------ DATASET EXTRACT ------
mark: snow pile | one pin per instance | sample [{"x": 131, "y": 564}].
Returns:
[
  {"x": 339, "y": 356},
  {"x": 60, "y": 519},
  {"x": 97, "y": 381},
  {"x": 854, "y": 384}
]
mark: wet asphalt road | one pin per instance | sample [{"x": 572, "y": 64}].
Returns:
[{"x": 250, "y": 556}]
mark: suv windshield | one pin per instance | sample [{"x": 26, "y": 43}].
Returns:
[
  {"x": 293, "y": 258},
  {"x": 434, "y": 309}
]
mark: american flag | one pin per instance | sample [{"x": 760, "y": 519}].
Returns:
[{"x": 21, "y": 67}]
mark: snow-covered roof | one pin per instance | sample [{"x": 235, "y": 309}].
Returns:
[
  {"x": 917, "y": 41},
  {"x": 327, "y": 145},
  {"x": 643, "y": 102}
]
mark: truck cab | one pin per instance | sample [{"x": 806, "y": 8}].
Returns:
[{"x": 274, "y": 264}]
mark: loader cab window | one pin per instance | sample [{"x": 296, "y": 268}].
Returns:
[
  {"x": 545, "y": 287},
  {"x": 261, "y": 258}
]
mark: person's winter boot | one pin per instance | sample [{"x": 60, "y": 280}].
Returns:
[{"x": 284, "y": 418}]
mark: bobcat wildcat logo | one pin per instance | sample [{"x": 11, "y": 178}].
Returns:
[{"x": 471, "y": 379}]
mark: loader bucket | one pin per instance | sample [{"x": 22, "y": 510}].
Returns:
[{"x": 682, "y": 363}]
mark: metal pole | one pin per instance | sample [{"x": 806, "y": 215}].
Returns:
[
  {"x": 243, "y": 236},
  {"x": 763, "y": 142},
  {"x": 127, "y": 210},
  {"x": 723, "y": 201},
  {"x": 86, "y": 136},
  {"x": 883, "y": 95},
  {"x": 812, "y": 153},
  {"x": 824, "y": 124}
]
------
### EXERCISE AIM
Print the entries exactly. Include every one.

### SOLUTION TO THE EXERCISE
mark: snow pile | one pin per instance | sample [{"x": 131, "y": 564}].
Returns:
[
  {"x": 339, "y": 356},
  {"x": 60, "y": 519},
  {"x": 97, "y": 381},
  {"x": 854, "y": 384}
]
mark: wet asphalt road | one pin per instance | sample [{"x": 572, "y": 64}].
Returns:
[{"x": 250, "y": 556}]
mark: suv windshield | one pin per instance | sample [{"x": 26, "y": 43}].
Returns:
[
  {"x": 293, "y": 258},
  {"x": 434, "y": 309}
]
mark: american flag | one pin per instance | sample [{"x": 760, "y": 519}].
Returns:
[{"x": 21, "y": 67}]
mark: snow-covered roof | one pin per instance | sample [{"x": 235, "y": 309}].
Returns:
[
  {"x": 917, "y": 41},
  {"x": 327, "y": 145},
  {"x": 643, "y": 102}
]
mark: truck cab | one pin per instance | sample [{"x": 806, "y": 8}].
Returns:
[{"x": 274, "y": 264}]
mark: loader cab window | one pin per instance | sample [{"x": 296, "y": 268}].
Returns:
[
  {"x": 545, "y": 287},
  {"x": 261, "y": 258}
]
mark: person's winter boot | one pin per instance | sample [{"x": 60, "y": 280}].
Returns:
[{"x": 284, "y": 418}]
mark: bobcat wildcat logo | one pin per instance | sample [{"x": 11, "y": 178}].
Returns:
[{"x": 471, "y": 379}]
mark: loader bucket | one pin per instance | sample [{"x": 22, "y": 510}].
Returns:
[{"x": 682, "y": 363}]
mark: metal pole | one pin per instance | sample [{"x": 806, "y": 215}].
Returns:
[
  {"x": 243, "y": 236},
  {"x": 763, "y": 142},
  {"x": 127, "y": 210},
  {"x": 723, "y": 201},
  {"x": 86, "y": 136},
  {"x": 883, "y": 95},
  {"x": 812, "y": 153},
  {"x": 824, "y": 124}
]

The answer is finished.